[Records excerpted from a collection]
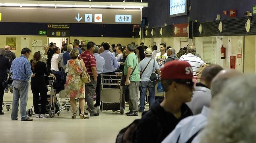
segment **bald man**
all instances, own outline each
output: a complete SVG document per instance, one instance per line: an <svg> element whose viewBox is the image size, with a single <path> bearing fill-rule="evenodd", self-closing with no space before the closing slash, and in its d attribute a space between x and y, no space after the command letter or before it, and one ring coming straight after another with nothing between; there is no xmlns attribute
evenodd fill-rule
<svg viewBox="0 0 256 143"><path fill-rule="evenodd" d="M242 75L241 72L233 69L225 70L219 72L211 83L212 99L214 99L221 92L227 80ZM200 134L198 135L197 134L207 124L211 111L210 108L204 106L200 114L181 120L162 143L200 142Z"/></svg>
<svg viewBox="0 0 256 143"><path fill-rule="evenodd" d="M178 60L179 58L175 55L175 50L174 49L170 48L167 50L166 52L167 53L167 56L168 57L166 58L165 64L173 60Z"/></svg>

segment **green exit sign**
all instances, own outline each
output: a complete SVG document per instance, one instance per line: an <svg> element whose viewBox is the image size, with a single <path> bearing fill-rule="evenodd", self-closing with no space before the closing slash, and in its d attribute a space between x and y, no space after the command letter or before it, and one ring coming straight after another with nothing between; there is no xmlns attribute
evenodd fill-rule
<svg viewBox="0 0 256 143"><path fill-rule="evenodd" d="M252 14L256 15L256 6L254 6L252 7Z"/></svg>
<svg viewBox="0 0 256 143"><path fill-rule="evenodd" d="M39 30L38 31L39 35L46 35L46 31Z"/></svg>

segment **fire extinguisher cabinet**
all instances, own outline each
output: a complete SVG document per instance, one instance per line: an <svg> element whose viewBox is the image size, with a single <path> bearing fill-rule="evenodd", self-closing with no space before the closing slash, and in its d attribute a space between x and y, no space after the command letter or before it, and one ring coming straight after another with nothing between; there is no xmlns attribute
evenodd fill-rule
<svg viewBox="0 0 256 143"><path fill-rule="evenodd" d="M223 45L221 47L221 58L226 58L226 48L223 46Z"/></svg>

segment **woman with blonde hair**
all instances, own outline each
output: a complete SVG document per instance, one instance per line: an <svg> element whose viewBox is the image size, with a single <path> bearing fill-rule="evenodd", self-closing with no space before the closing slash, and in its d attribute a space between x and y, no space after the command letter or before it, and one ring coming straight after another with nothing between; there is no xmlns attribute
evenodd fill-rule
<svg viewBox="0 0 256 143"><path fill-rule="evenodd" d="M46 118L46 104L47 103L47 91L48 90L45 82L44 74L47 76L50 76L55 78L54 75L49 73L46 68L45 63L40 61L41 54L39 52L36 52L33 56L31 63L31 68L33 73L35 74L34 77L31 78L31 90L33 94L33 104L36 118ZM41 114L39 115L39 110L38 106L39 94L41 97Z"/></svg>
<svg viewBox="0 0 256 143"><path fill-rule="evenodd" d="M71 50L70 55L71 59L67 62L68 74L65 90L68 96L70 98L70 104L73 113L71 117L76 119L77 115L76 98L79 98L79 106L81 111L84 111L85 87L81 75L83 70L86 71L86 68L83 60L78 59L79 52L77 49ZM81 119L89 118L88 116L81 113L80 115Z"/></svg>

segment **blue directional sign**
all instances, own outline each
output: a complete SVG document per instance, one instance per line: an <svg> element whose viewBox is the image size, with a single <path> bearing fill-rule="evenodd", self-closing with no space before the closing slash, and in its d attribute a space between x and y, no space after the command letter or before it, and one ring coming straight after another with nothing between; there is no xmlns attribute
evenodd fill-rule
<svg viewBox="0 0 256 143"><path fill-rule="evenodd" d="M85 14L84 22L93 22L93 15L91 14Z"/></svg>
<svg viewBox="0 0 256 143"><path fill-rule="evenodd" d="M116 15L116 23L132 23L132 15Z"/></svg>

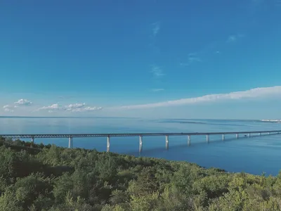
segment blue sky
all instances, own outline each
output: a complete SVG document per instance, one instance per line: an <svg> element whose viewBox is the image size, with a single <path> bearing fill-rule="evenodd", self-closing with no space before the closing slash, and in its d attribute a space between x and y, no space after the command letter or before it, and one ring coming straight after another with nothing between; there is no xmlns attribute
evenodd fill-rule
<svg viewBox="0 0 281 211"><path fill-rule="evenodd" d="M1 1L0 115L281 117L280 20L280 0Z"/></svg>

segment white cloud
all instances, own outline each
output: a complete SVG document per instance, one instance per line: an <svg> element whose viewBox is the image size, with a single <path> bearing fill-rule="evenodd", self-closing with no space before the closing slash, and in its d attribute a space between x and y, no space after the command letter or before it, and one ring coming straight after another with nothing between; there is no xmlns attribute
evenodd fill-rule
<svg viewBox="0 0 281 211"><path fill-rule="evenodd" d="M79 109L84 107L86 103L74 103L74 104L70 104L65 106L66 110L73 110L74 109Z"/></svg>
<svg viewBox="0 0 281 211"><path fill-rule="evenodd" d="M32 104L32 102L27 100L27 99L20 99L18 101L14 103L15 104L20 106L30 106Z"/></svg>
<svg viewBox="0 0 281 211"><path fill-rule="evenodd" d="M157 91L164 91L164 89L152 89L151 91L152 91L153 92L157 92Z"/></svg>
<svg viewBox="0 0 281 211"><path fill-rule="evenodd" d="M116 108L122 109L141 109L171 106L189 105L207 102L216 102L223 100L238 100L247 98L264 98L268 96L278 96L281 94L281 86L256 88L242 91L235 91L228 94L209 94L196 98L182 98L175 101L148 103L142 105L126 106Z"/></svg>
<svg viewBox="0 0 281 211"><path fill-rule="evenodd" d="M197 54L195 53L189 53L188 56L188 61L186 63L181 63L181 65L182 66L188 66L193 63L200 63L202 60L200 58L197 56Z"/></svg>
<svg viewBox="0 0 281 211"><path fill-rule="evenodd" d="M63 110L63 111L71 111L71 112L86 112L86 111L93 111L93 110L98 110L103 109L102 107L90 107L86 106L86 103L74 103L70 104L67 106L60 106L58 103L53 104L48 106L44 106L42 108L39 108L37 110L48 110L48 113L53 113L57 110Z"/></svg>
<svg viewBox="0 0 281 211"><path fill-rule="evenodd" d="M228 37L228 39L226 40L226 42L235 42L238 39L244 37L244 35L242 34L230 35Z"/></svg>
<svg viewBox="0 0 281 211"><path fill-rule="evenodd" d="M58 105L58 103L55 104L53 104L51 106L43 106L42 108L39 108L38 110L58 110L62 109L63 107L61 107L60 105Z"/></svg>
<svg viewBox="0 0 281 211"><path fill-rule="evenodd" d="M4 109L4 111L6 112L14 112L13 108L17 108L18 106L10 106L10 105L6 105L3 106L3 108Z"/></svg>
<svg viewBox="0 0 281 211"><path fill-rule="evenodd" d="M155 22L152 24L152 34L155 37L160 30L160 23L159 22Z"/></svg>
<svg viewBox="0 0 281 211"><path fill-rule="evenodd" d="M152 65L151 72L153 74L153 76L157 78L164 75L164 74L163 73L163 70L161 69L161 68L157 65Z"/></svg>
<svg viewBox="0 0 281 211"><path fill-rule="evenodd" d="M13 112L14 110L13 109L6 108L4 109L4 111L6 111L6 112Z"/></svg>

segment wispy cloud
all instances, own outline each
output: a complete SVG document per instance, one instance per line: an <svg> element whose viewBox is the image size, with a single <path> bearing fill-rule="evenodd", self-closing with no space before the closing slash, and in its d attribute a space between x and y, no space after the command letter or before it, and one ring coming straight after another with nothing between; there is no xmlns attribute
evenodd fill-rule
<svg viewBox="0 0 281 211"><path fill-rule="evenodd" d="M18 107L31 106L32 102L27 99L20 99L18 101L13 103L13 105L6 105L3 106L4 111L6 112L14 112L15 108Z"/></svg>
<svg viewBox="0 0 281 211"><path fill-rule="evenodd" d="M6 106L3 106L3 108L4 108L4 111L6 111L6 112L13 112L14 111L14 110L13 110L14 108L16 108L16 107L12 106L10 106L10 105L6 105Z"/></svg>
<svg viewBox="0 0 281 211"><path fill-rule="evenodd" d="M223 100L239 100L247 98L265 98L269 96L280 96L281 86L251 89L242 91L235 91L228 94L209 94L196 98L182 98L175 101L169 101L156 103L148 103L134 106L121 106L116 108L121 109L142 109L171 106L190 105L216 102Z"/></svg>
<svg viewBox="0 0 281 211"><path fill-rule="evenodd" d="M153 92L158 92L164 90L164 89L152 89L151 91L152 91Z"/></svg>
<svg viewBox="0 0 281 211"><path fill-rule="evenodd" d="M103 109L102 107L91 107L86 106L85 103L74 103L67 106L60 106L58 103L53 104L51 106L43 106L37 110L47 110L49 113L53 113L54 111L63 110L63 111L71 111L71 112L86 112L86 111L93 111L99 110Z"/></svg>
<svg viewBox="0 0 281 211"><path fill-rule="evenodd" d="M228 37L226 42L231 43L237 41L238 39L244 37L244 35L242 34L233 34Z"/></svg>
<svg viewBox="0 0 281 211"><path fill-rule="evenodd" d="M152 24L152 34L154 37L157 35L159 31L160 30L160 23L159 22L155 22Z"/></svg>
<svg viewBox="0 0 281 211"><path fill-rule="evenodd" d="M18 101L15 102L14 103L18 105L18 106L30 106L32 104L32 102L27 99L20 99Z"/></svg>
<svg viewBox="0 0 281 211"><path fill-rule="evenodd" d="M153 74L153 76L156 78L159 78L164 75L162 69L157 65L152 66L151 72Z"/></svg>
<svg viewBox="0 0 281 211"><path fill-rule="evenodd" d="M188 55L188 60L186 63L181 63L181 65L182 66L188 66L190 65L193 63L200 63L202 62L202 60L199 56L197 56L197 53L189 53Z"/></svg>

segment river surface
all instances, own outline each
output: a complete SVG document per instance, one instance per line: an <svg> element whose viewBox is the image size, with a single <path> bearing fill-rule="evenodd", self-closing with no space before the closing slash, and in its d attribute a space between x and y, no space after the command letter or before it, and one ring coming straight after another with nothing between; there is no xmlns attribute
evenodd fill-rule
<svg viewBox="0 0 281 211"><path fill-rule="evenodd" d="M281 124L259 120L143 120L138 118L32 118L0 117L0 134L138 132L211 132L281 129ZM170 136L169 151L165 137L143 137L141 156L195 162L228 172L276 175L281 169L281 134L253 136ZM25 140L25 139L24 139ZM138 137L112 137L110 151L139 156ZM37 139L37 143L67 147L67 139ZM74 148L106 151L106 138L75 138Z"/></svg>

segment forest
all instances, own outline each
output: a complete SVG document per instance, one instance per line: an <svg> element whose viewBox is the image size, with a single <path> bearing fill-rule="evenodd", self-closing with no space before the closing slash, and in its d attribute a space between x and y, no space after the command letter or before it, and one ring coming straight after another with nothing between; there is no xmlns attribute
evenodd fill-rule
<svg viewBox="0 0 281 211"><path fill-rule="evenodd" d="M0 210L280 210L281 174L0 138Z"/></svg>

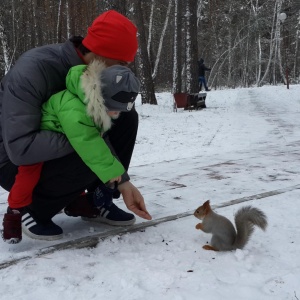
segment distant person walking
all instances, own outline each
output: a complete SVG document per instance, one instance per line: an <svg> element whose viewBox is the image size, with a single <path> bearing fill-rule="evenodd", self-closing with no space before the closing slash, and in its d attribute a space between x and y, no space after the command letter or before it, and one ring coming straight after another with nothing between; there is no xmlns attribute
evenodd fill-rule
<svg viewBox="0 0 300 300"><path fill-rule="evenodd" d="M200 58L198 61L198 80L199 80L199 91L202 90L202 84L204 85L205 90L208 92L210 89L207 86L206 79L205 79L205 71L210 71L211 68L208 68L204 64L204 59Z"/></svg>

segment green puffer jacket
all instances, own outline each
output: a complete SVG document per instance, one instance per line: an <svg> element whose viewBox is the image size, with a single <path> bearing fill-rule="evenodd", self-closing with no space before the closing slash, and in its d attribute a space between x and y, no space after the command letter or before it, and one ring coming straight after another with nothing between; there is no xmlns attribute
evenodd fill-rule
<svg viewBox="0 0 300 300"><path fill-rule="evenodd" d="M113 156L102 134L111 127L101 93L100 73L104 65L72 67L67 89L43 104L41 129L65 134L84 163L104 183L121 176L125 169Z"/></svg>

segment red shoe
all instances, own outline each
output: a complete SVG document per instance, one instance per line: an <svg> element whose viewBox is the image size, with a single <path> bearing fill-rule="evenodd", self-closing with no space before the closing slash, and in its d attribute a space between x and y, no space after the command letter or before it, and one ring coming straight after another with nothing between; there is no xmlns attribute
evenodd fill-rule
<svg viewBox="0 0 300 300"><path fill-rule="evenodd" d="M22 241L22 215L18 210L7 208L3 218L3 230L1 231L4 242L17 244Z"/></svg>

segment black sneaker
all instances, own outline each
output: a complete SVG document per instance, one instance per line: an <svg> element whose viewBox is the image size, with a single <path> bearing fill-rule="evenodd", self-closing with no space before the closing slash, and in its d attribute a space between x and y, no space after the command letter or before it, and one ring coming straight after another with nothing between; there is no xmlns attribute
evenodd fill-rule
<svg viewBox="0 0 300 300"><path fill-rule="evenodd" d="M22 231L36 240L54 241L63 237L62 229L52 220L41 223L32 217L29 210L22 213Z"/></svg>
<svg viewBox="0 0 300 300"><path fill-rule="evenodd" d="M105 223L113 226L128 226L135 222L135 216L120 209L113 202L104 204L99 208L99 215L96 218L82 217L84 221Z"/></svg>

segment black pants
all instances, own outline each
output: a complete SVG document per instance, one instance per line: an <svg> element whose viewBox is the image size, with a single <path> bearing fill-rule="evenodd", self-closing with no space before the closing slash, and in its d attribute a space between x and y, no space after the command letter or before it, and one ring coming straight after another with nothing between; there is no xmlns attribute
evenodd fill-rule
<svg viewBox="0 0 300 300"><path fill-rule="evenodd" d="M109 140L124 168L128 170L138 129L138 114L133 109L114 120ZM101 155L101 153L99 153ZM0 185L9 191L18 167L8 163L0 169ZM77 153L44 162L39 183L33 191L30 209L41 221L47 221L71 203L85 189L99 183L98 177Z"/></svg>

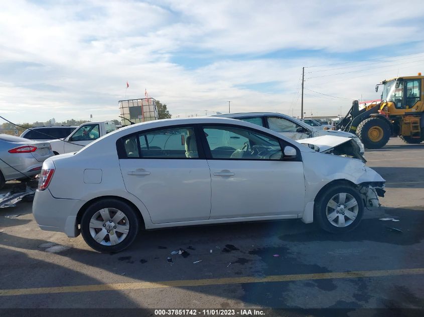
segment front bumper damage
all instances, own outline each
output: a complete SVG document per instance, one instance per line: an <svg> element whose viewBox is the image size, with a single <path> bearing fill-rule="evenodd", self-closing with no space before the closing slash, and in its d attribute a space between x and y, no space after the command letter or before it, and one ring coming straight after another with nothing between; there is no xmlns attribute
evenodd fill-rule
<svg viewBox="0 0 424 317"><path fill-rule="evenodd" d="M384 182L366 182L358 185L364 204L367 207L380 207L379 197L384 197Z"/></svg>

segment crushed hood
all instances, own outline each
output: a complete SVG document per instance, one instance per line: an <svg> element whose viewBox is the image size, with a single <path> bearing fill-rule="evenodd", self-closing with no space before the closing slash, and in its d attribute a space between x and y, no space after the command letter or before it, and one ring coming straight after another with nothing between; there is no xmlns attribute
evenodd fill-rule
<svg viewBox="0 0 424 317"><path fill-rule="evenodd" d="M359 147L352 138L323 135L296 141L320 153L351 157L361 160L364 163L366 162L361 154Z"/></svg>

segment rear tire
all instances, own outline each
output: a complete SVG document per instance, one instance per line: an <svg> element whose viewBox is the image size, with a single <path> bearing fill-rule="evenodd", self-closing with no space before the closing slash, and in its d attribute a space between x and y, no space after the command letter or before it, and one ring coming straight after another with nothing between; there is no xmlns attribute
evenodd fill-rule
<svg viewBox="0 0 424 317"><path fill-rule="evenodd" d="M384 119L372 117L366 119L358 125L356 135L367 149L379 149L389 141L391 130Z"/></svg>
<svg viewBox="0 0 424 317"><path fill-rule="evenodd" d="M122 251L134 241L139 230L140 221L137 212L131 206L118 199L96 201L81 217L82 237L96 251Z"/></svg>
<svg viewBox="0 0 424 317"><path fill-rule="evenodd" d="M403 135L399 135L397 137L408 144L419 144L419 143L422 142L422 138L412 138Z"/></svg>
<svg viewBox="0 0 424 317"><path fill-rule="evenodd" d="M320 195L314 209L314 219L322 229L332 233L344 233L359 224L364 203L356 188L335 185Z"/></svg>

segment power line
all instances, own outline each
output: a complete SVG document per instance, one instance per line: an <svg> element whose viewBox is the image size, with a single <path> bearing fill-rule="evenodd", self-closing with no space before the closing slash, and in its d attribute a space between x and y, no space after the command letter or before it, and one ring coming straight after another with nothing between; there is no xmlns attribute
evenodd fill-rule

*Task requirements*. Count the lines of the records above that contain the string "green", treating uppercase and lowercase as different, and give only the number.

*Exercise result*. 2